Add 91 to every bounding box coordinate in the answers of the records. Start at the line containing "Q1: Can you locate the man's forehead", stop after the line containing "160;102;205;125", and write out every line in that span, requests included.

-- Begin DATA FOR PROCESSING --

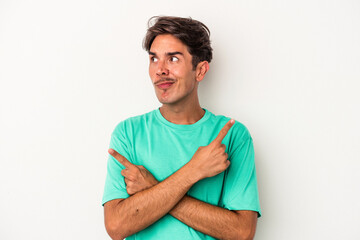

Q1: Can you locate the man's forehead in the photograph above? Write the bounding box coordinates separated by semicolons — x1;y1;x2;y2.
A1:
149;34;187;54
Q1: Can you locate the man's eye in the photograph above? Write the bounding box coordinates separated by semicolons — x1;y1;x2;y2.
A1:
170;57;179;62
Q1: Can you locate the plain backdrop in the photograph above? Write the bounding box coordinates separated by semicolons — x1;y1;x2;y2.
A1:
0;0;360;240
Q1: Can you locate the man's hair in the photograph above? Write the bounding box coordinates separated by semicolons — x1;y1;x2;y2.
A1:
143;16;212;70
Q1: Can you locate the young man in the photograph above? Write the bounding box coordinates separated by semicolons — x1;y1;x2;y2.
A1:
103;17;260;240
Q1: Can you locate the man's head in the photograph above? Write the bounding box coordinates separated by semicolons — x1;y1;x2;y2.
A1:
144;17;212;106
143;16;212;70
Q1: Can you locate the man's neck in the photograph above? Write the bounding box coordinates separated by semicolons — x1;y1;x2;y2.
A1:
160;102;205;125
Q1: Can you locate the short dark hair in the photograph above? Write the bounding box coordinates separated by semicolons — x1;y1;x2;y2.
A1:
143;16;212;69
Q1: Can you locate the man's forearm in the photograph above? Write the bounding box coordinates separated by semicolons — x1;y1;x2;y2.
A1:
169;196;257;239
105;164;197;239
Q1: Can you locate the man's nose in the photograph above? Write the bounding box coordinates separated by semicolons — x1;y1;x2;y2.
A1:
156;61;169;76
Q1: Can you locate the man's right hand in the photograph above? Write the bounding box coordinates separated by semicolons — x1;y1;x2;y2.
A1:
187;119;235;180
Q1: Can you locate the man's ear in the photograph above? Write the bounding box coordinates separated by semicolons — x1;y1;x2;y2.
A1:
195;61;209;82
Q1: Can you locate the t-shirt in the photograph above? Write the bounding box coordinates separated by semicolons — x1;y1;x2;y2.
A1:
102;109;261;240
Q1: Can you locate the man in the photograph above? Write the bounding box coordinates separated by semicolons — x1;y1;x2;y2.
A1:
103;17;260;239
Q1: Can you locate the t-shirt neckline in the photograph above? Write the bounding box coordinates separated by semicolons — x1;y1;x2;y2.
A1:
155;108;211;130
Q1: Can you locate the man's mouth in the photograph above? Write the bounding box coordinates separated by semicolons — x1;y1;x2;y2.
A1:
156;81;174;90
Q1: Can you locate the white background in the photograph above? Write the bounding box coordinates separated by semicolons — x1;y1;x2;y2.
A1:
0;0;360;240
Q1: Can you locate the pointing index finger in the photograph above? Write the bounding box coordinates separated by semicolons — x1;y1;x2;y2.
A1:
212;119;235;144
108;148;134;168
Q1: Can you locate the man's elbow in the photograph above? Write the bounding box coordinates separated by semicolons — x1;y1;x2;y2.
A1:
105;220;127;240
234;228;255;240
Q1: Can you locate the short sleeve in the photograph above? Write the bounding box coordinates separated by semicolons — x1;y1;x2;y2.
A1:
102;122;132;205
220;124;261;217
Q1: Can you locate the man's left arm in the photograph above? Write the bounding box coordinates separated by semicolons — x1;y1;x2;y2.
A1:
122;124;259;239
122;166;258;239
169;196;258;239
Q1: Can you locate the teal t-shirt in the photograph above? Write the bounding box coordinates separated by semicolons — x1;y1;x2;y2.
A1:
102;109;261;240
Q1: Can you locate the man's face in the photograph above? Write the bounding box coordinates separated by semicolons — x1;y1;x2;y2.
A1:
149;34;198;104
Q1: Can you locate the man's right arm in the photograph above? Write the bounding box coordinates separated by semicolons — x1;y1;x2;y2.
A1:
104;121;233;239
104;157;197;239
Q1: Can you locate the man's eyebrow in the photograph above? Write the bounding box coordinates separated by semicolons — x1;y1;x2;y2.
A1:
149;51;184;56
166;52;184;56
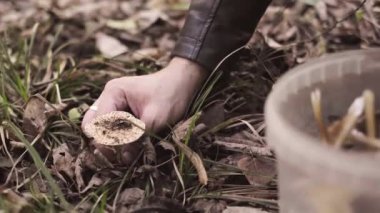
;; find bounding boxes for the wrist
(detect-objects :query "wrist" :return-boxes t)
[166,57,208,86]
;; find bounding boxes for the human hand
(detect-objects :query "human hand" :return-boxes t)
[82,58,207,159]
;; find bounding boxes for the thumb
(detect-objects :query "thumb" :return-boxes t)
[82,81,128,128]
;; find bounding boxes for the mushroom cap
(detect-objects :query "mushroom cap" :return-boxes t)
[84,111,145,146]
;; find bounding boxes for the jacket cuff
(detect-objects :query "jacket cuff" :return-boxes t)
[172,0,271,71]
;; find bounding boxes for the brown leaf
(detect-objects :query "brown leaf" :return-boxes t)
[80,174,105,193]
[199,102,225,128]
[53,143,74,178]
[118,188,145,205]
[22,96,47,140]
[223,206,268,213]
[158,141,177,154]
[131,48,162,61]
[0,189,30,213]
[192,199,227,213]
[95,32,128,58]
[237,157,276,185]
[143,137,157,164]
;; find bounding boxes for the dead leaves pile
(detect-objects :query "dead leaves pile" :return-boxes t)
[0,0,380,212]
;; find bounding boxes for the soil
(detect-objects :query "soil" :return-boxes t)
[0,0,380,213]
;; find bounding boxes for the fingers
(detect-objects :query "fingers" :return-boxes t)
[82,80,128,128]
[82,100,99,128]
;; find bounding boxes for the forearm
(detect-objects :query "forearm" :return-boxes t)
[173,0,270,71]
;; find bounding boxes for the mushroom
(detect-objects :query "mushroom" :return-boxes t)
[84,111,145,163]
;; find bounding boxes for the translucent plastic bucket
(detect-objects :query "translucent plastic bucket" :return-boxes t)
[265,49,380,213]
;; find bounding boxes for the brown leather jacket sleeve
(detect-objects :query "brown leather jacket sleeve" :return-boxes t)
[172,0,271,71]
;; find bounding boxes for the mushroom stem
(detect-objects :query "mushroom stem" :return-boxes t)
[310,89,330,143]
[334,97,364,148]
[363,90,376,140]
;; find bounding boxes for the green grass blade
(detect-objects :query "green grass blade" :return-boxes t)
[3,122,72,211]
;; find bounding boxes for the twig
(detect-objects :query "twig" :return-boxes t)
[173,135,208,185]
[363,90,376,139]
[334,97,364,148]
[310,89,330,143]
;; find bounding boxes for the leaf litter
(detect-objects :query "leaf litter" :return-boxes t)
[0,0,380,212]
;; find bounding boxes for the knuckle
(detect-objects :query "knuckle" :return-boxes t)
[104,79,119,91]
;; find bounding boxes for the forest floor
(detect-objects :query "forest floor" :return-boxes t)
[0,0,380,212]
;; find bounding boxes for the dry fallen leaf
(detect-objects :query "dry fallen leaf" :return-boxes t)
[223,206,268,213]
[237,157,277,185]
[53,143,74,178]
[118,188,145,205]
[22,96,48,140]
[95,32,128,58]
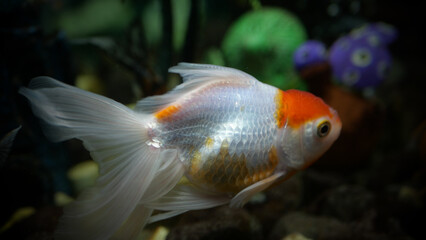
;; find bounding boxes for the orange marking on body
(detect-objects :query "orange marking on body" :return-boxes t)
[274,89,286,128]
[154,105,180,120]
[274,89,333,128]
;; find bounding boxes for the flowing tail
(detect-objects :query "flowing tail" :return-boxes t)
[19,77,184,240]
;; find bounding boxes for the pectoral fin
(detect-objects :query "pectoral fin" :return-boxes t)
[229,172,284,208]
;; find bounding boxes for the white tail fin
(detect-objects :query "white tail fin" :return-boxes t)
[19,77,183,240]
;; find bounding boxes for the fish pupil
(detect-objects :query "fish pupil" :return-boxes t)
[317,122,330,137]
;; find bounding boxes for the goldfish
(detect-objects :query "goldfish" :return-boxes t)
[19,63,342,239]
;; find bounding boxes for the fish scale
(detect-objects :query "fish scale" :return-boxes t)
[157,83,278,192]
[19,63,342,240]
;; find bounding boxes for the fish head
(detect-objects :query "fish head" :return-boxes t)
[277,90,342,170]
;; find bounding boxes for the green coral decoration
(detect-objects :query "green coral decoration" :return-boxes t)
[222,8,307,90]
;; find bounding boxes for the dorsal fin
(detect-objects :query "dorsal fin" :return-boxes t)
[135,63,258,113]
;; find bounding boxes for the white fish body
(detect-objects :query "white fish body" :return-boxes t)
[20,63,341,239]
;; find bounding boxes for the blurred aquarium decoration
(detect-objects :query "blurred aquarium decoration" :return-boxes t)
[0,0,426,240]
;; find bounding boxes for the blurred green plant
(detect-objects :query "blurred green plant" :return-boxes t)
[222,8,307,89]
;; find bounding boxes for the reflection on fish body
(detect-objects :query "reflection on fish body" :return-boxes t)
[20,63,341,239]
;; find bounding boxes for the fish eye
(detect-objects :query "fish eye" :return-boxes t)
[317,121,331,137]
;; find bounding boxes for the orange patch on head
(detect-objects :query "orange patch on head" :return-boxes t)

-- End DATA FOR PROCESSING --
-- Begin DATA FOR PROCESSING --

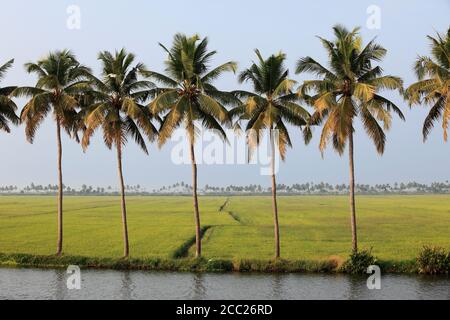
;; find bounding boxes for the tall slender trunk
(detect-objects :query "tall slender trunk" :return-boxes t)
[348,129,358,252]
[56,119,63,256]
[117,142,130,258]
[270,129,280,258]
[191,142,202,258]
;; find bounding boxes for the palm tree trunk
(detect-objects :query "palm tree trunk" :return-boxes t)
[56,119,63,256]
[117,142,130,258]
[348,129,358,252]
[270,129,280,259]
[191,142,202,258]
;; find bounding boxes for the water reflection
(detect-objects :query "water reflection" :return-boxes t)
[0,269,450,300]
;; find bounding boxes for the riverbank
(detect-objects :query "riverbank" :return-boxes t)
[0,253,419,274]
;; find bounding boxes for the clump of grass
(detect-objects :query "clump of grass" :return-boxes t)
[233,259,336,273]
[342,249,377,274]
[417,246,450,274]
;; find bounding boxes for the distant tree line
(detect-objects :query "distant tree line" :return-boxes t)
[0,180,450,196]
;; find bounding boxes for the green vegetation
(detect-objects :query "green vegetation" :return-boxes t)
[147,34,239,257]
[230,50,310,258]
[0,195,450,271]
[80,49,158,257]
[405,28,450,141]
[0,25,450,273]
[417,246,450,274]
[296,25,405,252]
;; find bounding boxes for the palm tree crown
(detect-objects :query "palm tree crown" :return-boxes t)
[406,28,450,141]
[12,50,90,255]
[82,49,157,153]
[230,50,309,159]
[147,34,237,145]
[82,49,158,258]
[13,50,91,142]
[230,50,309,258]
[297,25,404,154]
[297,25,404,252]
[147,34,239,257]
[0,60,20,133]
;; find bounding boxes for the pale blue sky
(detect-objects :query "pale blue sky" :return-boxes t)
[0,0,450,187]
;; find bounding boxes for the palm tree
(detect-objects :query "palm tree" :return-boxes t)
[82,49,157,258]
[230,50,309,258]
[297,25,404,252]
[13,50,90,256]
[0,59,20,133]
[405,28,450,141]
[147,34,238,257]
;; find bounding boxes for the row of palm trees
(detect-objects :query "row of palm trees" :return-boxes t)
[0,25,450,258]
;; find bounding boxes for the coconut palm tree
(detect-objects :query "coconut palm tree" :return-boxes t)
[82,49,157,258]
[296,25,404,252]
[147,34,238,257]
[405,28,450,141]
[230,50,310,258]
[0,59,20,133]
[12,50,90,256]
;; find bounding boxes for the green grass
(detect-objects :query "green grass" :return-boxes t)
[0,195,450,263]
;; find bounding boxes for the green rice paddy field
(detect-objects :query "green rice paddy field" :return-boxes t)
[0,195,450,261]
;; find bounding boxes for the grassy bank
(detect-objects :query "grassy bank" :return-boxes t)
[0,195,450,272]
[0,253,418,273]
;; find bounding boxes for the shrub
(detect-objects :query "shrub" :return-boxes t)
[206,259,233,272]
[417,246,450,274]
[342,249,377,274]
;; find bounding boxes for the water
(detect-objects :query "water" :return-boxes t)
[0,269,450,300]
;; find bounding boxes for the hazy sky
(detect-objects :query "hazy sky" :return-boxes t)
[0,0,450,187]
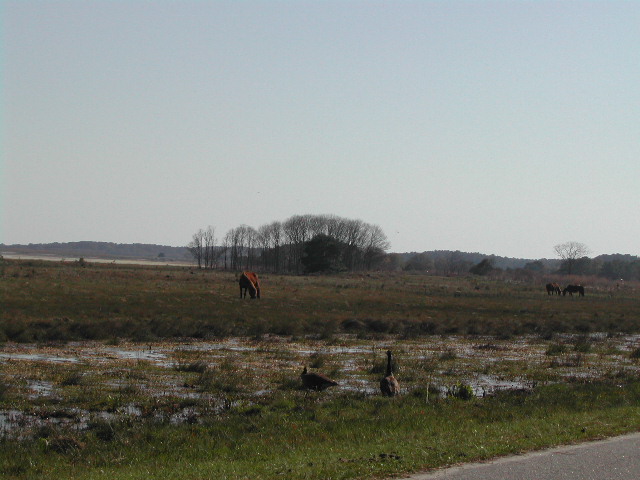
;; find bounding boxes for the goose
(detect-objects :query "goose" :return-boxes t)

-- End DATA FOR PROCESSING --

**REPLY TO THE EXERCISE**
Q1: Can you locate the man's forehead in the photograph above? Write the bounding box coordinates separated by semicolons — x1;y1;x2;y2.
A1:
240;125;278;145
Q1: Can you locate the man's eye in the photograph above? Write the bounding box coordinates separated by semicolons — x1;y1;x2;y2.
A1:
261;148;270;153
Q1: Can you locate the plain backdrop in the photograph above? Write the bounding box coordinates separated by semicolons — x1;y1;x2;y2.
A1:
91;91;451;331
Q1: Can you locate the man's hair in the photograph above? Write the bounding box coordinates separated by semicolons — x1;y1;x2;y2.
A1:
234;107;303;161
Q1: Can you locate the young man in the photograph above? Write the bounding box coordinates separated by semicolons — x1;y1;x2;y2.
A1:
194;108;351;331
Q1: Can you locate the man's head in the photograph above? Write the bounding box coordinates separated by semicolons — x1;y1;x2;y2.
A1:
235;108;303;197
234;107;303;161
Q1: Can you locate the man's neck in the photograph above? Write the bounding box coordinates separated by semicolons — x1;y1;x2;y2.
A1:
251;193;296;216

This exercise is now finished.